• **Task instructions**: An exact copy of every entry is needed here; the images stay out.
------------
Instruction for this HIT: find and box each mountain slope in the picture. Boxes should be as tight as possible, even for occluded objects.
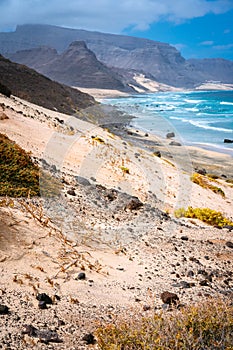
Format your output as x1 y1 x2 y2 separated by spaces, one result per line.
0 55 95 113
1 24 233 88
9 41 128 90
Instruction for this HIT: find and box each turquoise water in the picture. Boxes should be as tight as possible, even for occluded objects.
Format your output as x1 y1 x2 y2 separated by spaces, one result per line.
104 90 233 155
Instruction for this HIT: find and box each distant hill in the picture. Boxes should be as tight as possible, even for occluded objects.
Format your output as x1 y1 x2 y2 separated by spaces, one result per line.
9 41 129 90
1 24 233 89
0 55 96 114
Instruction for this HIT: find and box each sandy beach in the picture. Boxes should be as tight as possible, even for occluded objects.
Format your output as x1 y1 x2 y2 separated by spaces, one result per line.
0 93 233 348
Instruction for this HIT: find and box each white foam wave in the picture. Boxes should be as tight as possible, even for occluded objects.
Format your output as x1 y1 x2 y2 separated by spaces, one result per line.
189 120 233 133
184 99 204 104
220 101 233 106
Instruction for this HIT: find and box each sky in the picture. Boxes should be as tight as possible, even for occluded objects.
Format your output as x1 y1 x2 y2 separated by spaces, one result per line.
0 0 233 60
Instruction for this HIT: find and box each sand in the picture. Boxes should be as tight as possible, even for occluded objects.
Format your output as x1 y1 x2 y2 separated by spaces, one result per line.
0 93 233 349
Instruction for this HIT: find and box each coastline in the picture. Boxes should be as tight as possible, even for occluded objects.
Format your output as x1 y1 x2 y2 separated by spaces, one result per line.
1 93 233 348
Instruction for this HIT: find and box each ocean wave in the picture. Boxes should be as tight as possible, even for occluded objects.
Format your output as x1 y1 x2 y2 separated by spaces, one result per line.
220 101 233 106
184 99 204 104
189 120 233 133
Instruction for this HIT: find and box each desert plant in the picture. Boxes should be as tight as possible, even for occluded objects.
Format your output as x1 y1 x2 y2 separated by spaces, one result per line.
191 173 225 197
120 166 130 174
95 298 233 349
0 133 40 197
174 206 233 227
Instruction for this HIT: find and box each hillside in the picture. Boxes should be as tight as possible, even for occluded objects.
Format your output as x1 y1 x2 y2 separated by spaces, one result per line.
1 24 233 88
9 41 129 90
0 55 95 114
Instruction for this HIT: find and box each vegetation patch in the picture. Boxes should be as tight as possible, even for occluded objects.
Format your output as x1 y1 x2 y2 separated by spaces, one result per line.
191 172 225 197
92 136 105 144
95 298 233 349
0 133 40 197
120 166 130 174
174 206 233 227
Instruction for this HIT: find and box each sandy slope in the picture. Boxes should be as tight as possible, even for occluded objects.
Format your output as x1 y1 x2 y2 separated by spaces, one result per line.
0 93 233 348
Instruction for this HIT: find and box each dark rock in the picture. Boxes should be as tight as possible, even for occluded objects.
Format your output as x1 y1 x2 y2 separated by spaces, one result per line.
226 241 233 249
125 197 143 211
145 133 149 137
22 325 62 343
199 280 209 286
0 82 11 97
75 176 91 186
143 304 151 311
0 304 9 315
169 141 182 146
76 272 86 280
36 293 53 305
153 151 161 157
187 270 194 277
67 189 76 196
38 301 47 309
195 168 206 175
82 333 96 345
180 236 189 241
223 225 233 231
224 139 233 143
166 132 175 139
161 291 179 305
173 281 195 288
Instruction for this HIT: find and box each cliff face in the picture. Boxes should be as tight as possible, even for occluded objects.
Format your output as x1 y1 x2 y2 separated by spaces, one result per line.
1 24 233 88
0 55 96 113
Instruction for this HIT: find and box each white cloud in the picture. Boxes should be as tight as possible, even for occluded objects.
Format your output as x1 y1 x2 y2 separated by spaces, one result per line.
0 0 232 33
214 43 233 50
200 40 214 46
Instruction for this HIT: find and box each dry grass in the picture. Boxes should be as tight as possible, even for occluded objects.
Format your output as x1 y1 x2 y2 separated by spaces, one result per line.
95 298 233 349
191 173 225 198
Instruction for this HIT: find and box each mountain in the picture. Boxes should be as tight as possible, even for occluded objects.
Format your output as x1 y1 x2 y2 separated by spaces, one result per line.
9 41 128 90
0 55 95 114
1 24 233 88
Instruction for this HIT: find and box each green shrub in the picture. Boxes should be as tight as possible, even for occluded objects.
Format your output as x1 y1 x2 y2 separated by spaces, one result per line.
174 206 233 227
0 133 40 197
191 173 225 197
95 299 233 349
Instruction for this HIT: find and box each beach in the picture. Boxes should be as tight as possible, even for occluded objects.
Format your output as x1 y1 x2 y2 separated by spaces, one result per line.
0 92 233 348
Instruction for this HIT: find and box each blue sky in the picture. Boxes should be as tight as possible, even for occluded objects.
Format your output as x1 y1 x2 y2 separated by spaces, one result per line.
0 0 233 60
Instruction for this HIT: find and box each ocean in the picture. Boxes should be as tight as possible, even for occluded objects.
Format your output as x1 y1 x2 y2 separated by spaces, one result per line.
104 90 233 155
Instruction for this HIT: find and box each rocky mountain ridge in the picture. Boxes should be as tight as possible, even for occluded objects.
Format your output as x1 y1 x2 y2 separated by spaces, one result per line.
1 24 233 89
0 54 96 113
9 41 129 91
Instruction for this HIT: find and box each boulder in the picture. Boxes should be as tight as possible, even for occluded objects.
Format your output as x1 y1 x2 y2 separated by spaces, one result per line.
------------
• **Result for this exercise**:
Instruction for this HIT: find and box each mountain slope in the picture. Boxes should be as tight as possible, even for occluded objects.
Format your output as x1 y1 x2 y2 separated by spaces, one result per line.
0 55 95 113
1 24 233 88
9 41 128 90
Instruction for this HIT: find and box each turquoise water in the picture. Boxes should be as tight as possible, even for occluded objects.
Format your output as x1 y1 x2 y2 separated by spaces, one result per line.
104 90 233 155
Instruction for this HIT: find and box each distant hill in the picture. Boxes should be as tight as possible, even for occluded objects.
Format your output as x1 y1 x2 y2 separated by spaces, one result per line.
9 41 129 90
1 24 233 89
0 55 96 114
Instruction for this HIT: find and box each sandy beach in the picture. Boxes should be as tight as possible, even for occluded objects.
Format your output as x1 y1 x2 y2 separated by spaces, one result per line.
0 93 233 348
Instruction for this HIT: find and box each white foam wave in the picture. Boxes should be as tight as possible, even for occluded objects.
Format your output as x1 y1 x2 y2 separated by spaces, one result per line.
189 120 233 133
184 99 204 104
220 101 233 106
Instruction for this HIT: find and box each sky in the picture. Boxes should be as tight as possible, even for occluded objects.
Format your output as x1 y1 x2 y2 separated by spaces, one result per line.
0 0 233 60
Instruction for this HIT: find and box each sand in the picture. Boxes should be as tight as possible, even for occluded objects.
Format your output as x1 y1 x2 y2 separated by spaces, one result per line.
0 93 233 349
Instruction for this HIT: find and box each coastline in the picture. Boxes should be as tight as possible, even for occluded objects.
Format your output as x1 y1 x2 y2 separated by spaces, one result per line.
1 93 233 348
Instruction for this HIT: find and box each ocean wave in the picture. Boxes should be as tight as possible, even for occluded objects.
Format your output as x1 y1 x2 y2 separated by spaces, one result per line.
220 101 233 106
184 99 204 104
189 120 233 133
Instruction for this HIT: find and box each desert plant in the picture. Boxes should be as tight as possible, even for occluded objects.
Format your output as x1 y1 x2 y2 separated by spaces, one result per line.
191 173 225 197
120 166 130 174
95 298 233 349
0 133 40 197
174 206 233 227
Instruction for this HIT: find and box each hillside in the picture. Boxes should be as tight as possible, even for occluded objects.
Format your output as x1 y1 x2 y2 separated by spaces, one result per line.
1 24 233 88
9 41 129 90
0 55 95 114
Instruction for this HIT: find and box each vegetation patch in the picture. Boxes should be as tight as possible, even for occluded objects.
Format your output as x1 y1 x2 y2 separated by spaces, one result per line.
191 172 225 197
92 136 105 144
95 298 233 349
0 133 40 197
120 166 130 174
174 206 233 227
Instruction for this HIT: find and box each sandy slope in the picture. Boxes should be as tight as possible, even for occluded objects.
Format your output as x1 y1 x2 y2 separated by spaces, one result per line.
0 93 233 348
Instruction for this HIT: find and box each dark rock in the picture. Boxes should be as tight as possible, even for occluded objects.
Format your output as x1 y1 x2 y2 separated by spaces, one result per line.
226 241 233 249
125 197 143 211
145 133 149 137
22 325 62 343
199 280 209 286
0 82 11 97
75 176 91 186
143 304 151 311
0 304 9 315
169 141 182 146
76 272 86 280
36 293 53 305
153 151 161 157
187 270 194 277
67 189 76 196
38 301 47 309
195 168 206 175
82 333 96 345
180 236 189 241
223 225 233 231
224 139 233 143
166 132 175 139
161 291 179 305
173 281 195 288
Instruction for this HIT: find and box each cliff face in the picture. Boxes should be as tight as possible, even for occluded objects.
Format your output as x1 y1 x2 y2 separated by spaces, one result per line.
1 24 233 88
0 55 96 113
Instruction for this HIT: find and box each white cloud in the picture. Boxes should be as tight as possible, even for occluded objects.
Format your output as x1 y1 x2 y2 separated by spaces, one result per line.
0 0 232 33
214 43 233 50
200 40 214 46
Instruction for this HIT: find and box each dry grass in the picture. Boxes should be as tight as possible, even for occluded objects.
Format your output as x1 y1 x2 y2 separated by spaces, one result per line.
95 298 233 349
191 173 225 198
Instruction for this HIT: find and box each mountain in the picture. Boxes should be as tight as possible, even for occluded objects.
Format your output as x1 y1 x2 y2 separated by spaces, one result per line.
9 41 128 90
0 55 95 114
1 24 233 88
Instruction for this HIT: find and box each green shrub in the picture. Boxes should be as tight as possible, even for occluded objects.
Format your output as x1 y1 x2 y2 separated by spaces, one result per line.
174 206 233 227
0 133 40 197
191 173 225 197
95 299 233 349
Instruction for this HIT: find and box each beach in the picture. Boxes should be as tight as possible, even for occluded objects.
Format your output as x1 y1 x2 y2 separated by spaces, one result per line.
0 92 233 348
Instruction for this HIT: find and box each blue sky in the picture. Boxes should be as tight as possible, even for occluded objects.
Format your output as x1 y1 x2 y2 separated by spaces, one result per line.
0 0 233 60
Instruction for this HIT: find and box each ocean in the picture. Boxes should be as tight as possible, even for occluded objects.
Format your output as x1 y1 x2 y2 separated by spaces, one result per line.
104 90 233 155
Instruction for this HIT: find and box each rocky mountain ridge in the picture. Boxes should be as tight as possible, even for occluded objects.
Format your output as x1 y1 x2 y2 separated by spaces, one result per line.
1 24 233 89
0 54 96 113
9 41 129 91
Instruction for this HIT: find and box each boulder in the picture. Boxes should be as tight as possible, even for occluded objects.
Format your output as x1 y1 x2 y2 separated by spaces, one result per line.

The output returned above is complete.